===== Material for the task

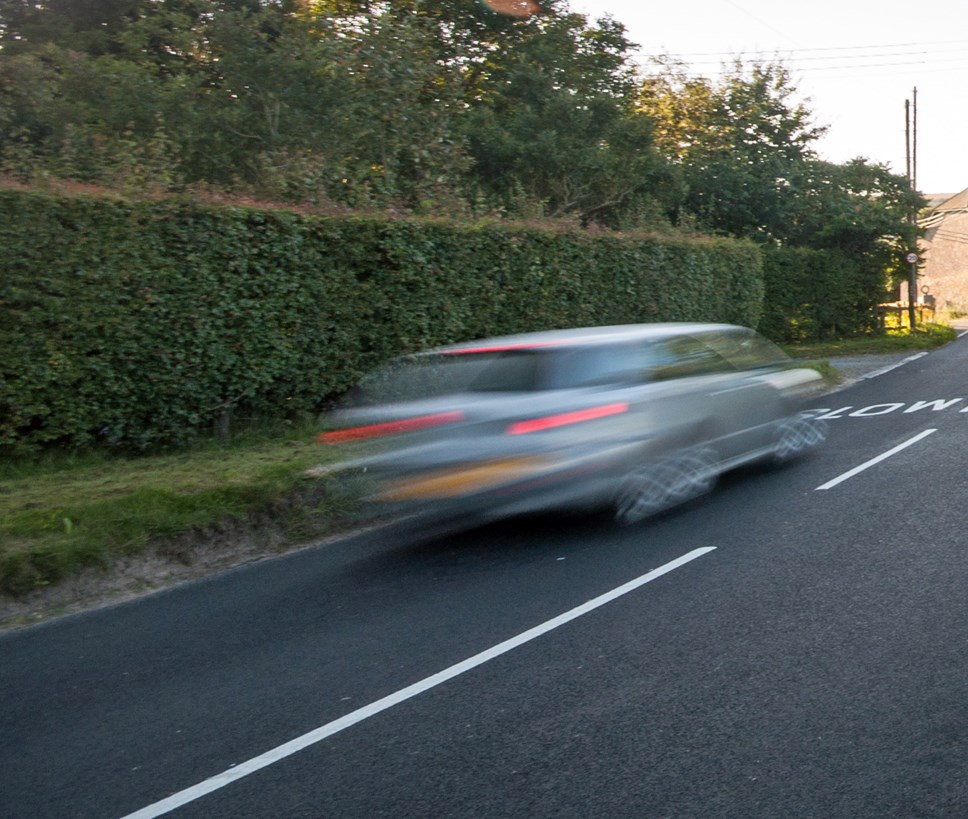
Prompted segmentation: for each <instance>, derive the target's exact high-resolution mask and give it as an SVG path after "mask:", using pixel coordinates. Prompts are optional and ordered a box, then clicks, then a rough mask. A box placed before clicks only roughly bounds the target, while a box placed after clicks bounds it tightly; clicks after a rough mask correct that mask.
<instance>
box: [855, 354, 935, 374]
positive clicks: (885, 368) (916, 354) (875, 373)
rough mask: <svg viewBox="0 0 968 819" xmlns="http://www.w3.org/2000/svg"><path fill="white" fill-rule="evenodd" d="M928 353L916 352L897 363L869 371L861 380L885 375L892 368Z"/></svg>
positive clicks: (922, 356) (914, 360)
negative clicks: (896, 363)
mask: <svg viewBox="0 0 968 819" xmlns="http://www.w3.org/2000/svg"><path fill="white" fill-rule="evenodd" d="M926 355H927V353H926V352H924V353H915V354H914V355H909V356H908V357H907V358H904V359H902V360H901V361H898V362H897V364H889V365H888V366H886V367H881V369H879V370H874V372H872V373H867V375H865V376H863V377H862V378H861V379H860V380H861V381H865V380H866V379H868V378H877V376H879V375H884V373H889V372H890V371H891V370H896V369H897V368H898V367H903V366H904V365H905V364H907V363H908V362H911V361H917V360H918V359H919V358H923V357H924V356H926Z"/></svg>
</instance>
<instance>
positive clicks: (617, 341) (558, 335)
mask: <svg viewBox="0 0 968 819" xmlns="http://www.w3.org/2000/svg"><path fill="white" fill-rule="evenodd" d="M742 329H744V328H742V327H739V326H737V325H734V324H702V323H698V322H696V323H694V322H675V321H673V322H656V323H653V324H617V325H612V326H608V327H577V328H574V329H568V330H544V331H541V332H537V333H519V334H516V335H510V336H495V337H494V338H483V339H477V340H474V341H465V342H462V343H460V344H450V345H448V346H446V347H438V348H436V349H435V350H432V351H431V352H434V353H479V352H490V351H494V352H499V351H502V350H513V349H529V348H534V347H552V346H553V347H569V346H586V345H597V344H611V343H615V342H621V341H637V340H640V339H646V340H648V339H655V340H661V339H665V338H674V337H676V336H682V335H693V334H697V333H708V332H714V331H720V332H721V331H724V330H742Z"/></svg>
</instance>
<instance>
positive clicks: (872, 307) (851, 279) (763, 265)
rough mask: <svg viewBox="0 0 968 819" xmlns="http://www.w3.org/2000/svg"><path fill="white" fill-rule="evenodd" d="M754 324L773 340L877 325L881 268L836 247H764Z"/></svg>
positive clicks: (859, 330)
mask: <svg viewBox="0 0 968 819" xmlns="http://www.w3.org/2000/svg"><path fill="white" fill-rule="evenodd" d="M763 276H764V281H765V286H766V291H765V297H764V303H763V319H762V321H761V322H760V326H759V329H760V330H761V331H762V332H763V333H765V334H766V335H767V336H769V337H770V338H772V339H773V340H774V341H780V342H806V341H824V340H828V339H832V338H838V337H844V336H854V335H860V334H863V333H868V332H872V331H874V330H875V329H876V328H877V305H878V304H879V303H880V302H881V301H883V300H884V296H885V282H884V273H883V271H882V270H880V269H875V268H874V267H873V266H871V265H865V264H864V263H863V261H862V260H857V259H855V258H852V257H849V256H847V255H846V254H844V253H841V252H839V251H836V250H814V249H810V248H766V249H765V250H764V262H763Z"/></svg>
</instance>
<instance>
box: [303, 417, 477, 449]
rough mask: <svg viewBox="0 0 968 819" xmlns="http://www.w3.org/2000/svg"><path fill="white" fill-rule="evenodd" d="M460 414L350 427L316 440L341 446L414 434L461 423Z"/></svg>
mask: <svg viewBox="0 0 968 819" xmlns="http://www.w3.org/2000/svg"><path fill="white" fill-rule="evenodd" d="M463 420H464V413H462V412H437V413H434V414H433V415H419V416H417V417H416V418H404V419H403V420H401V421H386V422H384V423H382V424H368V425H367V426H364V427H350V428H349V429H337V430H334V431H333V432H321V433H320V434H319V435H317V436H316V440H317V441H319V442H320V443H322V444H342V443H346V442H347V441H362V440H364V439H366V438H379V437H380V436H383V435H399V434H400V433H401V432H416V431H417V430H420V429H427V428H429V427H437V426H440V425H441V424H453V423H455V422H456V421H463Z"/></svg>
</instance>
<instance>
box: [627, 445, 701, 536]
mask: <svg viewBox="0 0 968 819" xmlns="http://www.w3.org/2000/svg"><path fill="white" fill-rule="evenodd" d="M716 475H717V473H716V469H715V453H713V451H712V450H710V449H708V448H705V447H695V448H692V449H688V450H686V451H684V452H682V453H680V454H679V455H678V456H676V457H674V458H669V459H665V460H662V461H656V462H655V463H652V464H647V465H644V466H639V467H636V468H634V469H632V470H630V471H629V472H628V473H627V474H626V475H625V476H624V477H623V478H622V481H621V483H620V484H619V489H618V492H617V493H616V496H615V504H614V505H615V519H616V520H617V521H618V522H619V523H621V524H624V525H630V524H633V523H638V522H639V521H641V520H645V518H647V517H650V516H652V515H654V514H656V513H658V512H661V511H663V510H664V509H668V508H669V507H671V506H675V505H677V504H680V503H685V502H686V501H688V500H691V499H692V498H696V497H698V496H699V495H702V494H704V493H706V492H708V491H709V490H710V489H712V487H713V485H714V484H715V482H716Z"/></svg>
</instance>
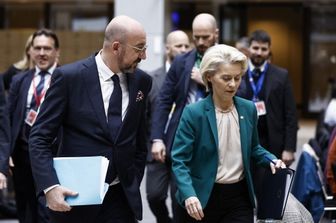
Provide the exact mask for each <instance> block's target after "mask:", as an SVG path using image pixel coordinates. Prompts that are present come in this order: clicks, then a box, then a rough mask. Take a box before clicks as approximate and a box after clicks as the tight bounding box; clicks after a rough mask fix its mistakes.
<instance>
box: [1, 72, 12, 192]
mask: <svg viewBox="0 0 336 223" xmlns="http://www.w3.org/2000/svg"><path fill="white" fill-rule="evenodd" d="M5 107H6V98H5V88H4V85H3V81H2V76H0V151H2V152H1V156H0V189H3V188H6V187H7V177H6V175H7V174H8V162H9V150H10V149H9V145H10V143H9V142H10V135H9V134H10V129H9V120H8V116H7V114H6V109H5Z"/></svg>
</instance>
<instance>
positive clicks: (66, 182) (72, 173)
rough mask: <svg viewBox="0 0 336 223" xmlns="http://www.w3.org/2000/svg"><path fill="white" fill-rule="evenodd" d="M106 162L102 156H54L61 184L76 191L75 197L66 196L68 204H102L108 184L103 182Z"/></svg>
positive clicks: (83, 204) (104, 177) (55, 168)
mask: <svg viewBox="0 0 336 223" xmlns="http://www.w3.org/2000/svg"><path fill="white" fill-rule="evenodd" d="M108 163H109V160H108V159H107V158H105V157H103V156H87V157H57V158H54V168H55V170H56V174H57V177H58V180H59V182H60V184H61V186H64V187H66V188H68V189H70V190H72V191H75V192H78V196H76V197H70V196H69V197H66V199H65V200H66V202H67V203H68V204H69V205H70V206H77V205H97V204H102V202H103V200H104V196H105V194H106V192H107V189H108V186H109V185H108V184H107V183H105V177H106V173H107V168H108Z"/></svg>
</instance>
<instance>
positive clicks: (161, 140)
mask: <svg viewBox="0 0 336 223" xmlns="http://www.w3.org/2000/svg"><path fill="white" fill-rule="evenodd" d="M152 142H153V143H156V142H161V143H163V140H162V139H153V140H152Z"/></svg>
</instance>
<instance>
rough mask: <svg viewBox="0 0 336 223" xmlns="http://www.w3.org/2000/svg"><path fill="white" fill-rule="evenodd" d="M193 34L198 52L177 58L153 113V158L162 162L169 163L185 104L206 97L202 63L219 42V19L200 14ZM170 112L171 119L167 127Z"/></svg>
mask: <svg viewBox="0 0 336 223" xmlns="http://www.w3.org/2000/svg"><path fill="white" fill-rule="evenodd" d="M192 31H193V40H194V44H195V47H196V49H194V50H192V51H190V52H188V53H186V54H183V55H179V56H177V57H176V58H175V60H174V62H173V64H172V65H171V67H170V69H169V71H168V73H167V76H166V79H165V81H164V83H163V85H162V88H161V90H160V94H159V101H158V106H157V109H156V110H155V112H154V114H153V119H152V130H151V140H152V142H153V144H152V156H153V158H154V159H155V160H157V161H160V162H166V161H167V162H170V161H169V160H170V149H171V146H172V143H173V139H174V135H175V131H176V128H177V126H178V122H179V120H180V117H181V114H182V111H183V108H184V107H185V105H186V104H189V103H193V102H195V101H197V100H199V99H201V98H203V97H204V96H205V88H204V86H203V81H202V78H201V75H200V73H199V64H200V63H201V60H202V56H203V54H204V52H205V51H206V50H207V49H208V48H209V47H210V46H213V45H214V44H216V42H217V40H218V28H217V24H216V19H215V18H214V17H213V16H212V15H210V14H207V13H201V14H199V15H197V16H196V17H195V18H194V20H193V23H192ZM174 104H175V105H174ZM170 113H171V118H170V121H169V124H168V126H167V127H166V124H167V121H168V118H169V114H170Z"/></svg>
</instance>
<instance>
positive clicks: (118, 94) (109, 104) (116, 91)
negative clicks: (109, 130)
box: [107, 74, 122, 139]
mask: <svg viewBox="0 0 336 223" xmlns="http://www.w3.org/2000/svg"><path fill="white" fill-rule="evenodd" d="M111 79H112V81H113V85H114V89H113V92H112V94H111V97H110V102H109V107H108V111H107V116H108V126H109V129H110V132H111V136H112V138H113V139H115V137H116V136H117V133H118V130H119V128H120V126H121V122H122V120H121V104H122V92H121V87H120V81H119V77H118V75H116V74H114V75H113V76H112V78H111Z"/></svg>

==========
===== Material for the task

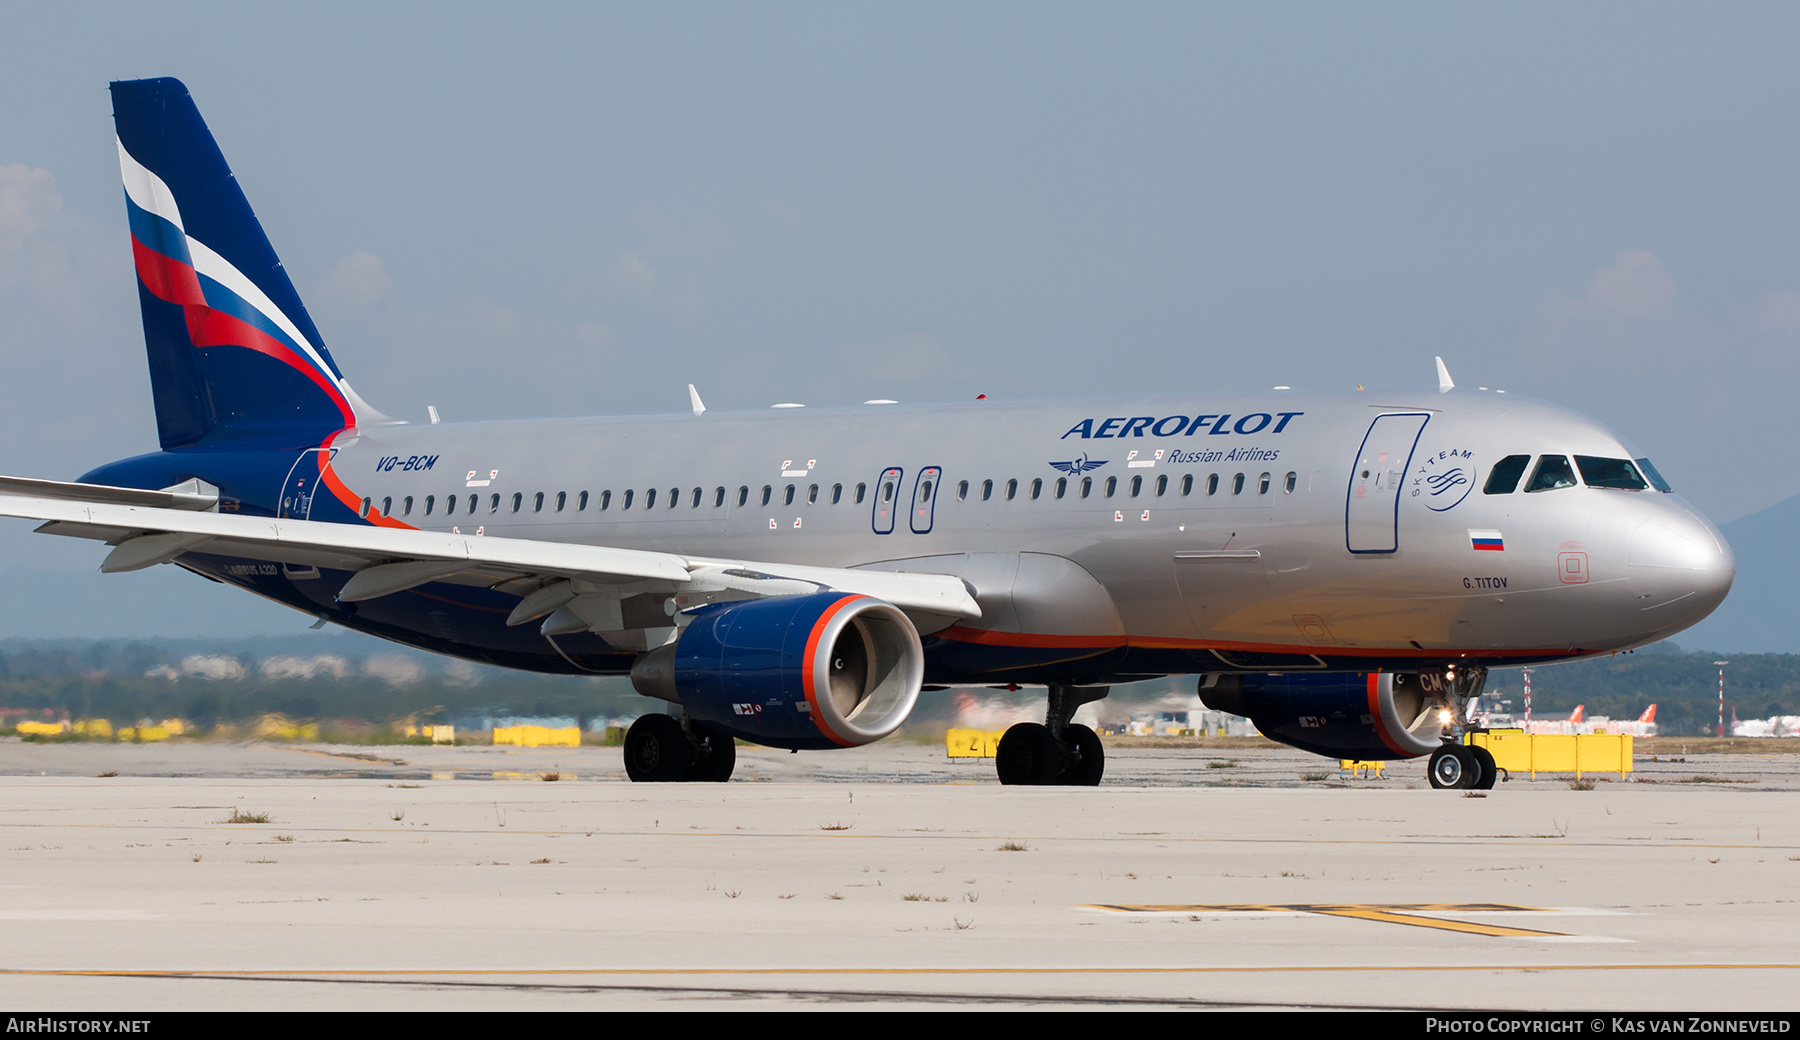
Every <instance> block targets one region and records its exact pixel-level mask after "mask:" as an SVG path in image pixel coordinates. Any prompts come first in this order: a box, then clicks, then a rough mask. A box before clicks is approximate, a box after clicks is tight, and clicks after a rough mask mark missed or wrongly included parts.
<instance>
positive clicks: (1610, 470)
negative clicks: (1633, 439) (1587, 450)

==========

Where a line of the records includes "each", copy it.

Prompted segmentation: for each <instance>, derive the target's exact high-resolution mask and give it as an SVG path after "mask:", using pixel coordinates. Prompts are optional and ordered a box, then clicks, then a rough mask. A box placed before clicks only roughly bounds the target, while a box placed after clicks bounds it tightly; clicks after a rough mask correct that mask.
Provide the exact mask for each <instance> block's target after "mask:", as an SVG path using image pixel coordinates. Prompts that are present come in this order: clicks, then a box, then a rough mask. Take a box before clicks as approximate and a box after clicks as the tight bounding box; clicks after a rough mask fix its mistakes.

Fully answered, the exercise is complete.